* start INPUT RECORDS *

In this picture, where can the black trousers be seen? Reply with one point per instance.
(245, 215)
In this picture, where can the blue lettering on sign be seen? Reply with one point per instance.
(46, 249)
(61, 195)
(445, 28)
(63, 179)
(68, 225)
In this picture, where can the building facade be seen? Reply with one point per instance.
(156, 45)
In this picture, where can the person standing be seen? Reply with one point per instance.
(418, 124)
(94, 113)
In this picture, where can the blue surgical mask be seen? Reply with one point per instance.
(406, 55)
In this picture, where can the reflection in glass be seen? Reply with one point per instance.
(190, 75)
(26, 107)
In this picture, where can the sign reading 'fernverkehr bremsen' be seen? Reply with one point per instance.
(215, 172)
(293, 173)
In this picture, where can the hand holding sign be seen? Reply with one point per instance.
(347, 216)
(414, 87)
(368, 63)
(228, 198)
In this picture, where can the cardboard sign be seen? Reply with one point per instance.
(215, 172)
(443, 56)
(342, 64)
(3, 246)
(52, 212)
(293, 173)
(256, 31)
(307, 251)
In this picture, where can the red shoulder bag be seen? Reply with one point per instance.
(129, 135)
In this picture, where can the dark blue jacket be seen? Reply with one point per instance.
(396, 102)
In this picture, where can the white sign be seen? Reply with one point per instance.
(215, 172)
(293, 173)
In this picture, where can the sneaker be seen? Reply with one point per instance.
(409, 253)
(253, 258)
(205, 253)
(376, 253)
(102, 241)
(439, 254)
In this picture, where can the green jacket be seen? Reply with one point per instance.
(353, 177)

* end INPUT RECORDS *

◆ **GOAL**
Please lay out every line of the material above as a numbered list, leaving out any blank lines.

◆ **THE RESULT**
1. In this picture, where can the black trousers be seen? Reply with one point per instance.
2. (245, 215)
3. In this picture, where can the blue lettering on sign be seen? Reply with one point per instance.
4. (46, 249)
5. (61, 195)
6. (445, 28)
7. (63, 179)
8. (68, 225)
9. In this picture, where can the building facade be seen? Reply with one point per instance.
10. (156, 45)
11. In this picture, where can the person standing be seen? Reply with one point per instance.
12. (418, 124)
13. (94, 113)
14. In this picture, where can the blue surgical mask be seen? Reply with one point per instance.
15. (406, 55)
16. In this picture, where can the reflection in glass be seen? Reply with one point per instance.
17. (190, 75)
18. (26, 107)
19. In this picture, where can the sign reading 'fernverkehr bremsen' be seen? Reply with one point per instance.
20. (215, 172)
21. (293, 173)
22. In this picture, where can the hand holding sign be seen? Reply with one point per instance.
23. (347, 216)
24. (414, 87)
25. (368, 63)
26. (228, 198)
27. In this picture, where can the cardboard sign be seen? Reply with one point per instance.
28. (215, 172)
29. (443, 56)
30. (342, 64)
31. (3, 246)
32. (52, 212)
33. (293, 173)
34. (256, 31)
35. (307, 251)
36. In this picture, where can the red shoulder bag be seen? Reply with one point per instance.
37. (129, 135)
38. In this picture, where can the dark blue jacket be seen? Reply with one point per instance.
39. (396, 102)
40. In this picture, where can the white sign be seen? Reply with one point per instance.
41. (215, 172)
42. (293, 173)
43. In this picture, where can the sneaker be seen? Reply with one point per instance.
44. (409, 253)
45. (253, 258)
46. (205, 253)
47. (376, 253)
48. (102, 241)
49. (439, 254)
50. In this picture, where can the green jacket be seen? Reply with one point per instance.
51. (353, 177)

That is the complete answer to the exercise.